======== Extract

ECEZ - An archetype based ECS API
This is a opinionated WIP ECS (Entity Component System) API for Zig.
Try it yourself!
Requirements
The master branch zig compiler
Steps
Run the following commands
# Clone the repo
git clone https://github.com/Avokadoen/ecez.git
# Run tests
zig build test
# Run GOL example, use '-Denable-tracy=true' at the end to add tracy functionality
zig build run-game-of-life
Features
As mentioned, the current state of the API is very much Work in Progress (WIP). The framework is to some degree functional and can be played with. Current implemented features are:
Compile time based and type safe API
Zig's comptime feature is utilized to perform static reflection on the usage of the API to validate usage and report useful messages to the user (in theory :)).
// The Storage simply store entites and their components and expose a query API
const Storage = ecez.CreateStorage(.{
Health,
Attributes,
Chest,
Weapon,
Blunt,
Sharp,
// ...
}, .{});
// Scheduler can dispatch systems on multiple threads
const Scheduler = ecez.CreateScheduler(
Storage,
.{
ecez.Event("update_loop", .{
// Here AttackSystems is a struct with multiple functions which will be registered
AttackSystems,
// moveSystem is a single function that will be registered
moveSystem,
// ...

================
======== Provided data

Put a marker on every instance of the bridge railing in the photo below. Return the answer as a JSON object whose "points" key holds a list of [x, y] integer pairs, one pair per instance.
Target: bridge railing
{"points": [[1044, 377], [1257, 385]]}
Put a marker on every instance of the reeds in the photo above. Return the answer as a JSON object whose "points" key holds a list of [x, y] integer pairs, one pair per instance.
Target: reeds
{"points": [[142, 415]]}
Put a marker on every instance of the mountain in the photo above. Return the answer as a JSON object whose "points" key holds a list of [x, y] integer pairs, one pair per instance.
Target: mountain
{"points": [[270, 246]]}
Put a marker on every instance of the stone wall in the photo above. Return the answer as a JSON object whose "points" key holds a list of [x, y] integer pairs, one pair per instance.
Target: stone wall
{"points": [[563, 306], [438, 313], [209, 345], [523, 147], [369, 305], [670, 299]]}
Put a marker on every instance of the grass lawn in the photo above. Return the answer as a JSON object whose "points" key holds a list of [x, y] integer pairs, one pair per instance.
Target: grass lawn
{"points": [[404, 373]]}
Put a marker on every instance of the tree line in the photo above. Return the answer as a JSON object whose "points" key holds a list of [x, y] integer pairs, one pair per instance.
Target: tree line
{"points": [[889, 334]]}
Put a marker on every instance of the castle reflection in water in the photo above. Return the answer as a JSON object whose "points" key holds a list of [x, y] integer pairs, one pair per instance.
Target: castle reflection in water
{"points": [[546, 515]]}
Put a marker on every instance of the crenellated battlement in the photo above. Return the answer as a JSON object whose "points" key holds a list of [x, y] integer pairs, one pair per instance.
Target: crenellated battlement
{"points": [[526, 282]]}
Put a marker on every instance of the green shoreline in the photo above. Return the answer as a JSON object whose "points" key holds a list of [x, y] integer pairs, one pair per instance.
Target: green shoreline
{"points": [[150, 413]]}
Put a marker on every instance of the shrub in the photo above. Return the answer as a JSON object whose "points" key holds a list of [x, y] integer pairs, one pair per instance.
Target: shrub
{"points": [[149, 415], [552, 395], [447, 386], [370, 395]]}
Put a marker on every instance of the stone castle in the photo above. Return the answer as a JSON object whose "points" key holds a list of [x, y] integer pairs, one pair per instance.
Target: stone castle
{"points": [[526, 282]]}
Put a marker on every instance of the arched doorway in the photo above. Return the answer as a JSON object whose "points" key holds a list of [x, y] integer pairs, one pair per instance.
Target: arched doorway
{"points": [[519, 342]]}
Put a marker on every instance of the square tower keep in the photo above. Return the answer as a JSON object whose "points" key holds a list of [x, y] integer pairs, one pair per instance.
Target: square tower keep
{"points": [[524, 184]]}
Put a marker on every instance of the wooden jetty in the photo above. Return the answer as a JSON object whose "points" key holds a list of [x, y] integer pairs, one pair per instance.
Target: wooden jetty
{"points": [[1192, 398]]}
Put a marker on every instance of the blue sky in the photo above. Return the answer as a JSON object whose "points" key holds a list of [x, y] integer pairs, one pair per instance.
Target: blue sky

================

■ Problems and tasks ■
1. According to the ECEZ page, how does the API manage to be compile time based and type safe? Answer in one to three sentences.
2. Which compiler does the ECEZ page list as a requirement?
3. Carry on with the ECEZ page from the point where it stops.
These lines are separate material and have no connection to the ECEZ page.

■ Exercise results ■
1. The API uses Zig's comptime feature to perform static reflection on how the API is used. This lets it validate that usage and report useful messages to the user.

2. The master branch zig compiler.

3.
}, .{}),
ecez.Event("on_mouse_click", .{fireWandSystem}, .{MouseArg}),
},
)
var storage = try Storage.init(testing.allocator, .{});
defer storage.deinit();
var scheduler = Scheduler.init();
defer scheduler.deinit();
scheduler.dispatchEvent(&storage, .update_loop, .{}, .{});
// Dispatch event can take event "scoped" arguments, like here where we include a mouse event.
// Events can also exclude components when executing systems. In this example we will not call
// "fireWandSystem" on any entity components if the entity has a MonsterTag component.
scheduler.dispatchEvent(&storage, .on_mouse_click, .{@as(MouseArg, mouse)}, .{ MonsterTag });
// Events/Systems execute asynchronously
// You can wait on specific events ...
scheduler.waitEvent(.update_loop);
scheduler.waitEvent(.on_mouse_click);
// .. or all events
scheduler.waitIdle();
Special system arguments
Systems can have arguments that have a unique semantical meaning:
- Entity - give the system access to the current entity
- EventArgument - data that is relevant to an triggered event
- SharedState - data that is global to the world instance
- Queries - the same queries described below
- InvocationCount - how many times the system has been executed for the current dispatch
Examples
Example of EventArgument
const MouseMove = struct { x: u32, y: u32, };
const OnMouseMove = struct {
// We see the argument annotated by EventArgument
// which hints ecez that this will be supplied on dispatch
pub fn system(thing: *ThingThatCares, mouse: ecez.EventArgument(MouseMove)) void {
thing.value = mouse.x + mouse.y;
}
};
const Scheduler = ecez.CreateScheduler(
Storage,
.{
// We include the inner type of the EventArgument when we register the event
ecez.Event("onMouseMove", .{OnMouseMove}, MouseMove),
},
)
// ...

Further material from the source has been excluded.